Please reproduce the entries below exactly, leaving the pictures out.

Image-grounded pointing data
▼

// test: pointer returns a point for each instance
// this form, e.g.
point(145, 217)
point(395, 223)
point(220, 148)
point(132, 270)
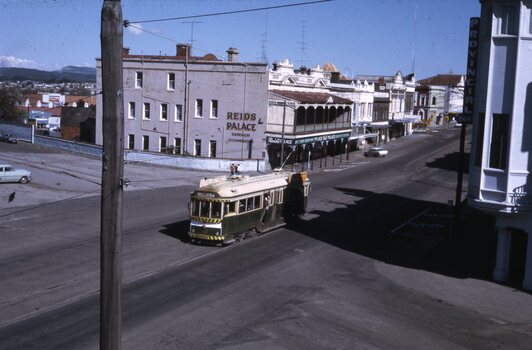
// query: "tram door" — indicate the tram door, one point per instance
point(294, 202)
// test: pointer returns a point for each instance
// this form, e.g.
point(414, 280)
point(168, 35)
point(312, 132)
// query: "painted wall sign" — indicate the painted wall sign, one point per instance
point(472, 58)
point(246, 122)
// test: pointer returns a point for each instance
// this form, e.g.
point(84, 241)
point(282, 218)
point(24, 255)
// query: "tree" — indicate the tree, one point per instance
point(9, 100)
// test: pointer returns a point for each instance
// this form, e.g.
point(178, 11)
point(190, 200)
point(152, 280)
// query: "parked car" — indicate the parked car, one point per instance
point(10, 174)
point(376, 152)
point(8, 138)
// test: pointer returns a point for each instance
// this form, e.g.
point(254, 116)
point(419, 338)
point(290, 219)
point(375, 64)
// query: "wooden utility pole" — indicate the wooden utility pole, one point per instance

▲

• Answer space:
// test: pointer returns a point for each instance
// this form, e.g.
point(145, 217)
point(395, 223)
point(220, 148)
point(132, 270)
// query: "tram door" — indicate the tram door, one point per instance
point(294, 202)
// test: pointer returns a point for each instance
// this form, e.g.
point(414, 280)
point(168, 35)
point(312, 132)
// query: "painted wall sign" — indicate the painted wall sign, one point per instance
point(472, 58)
point(246, 122)
// test: pointer returns a point for each instance
// this form, e.g.
point(84, 241)
point(282, 218)
point(24, 255)
// query: "tree" — indicate the tree, one point per instance
point(9, 100)
// test: pointer returns a point for each instance
// this form, e.g.
point(178, 11)
point(190, 200)
point(152, 280)
// query: "parked car" — indicate the parked car, one point per instance
point(10, 174)
point(376, 152)
point(8, 138)
// test: pointer returns a point for each instance
// this form, e.g.
point(254, 116)
point(419, 338)
point(290, 219)
point(375, 64)
// query: "wooden utility pole" — indicate the wooden utility pole, one point per instance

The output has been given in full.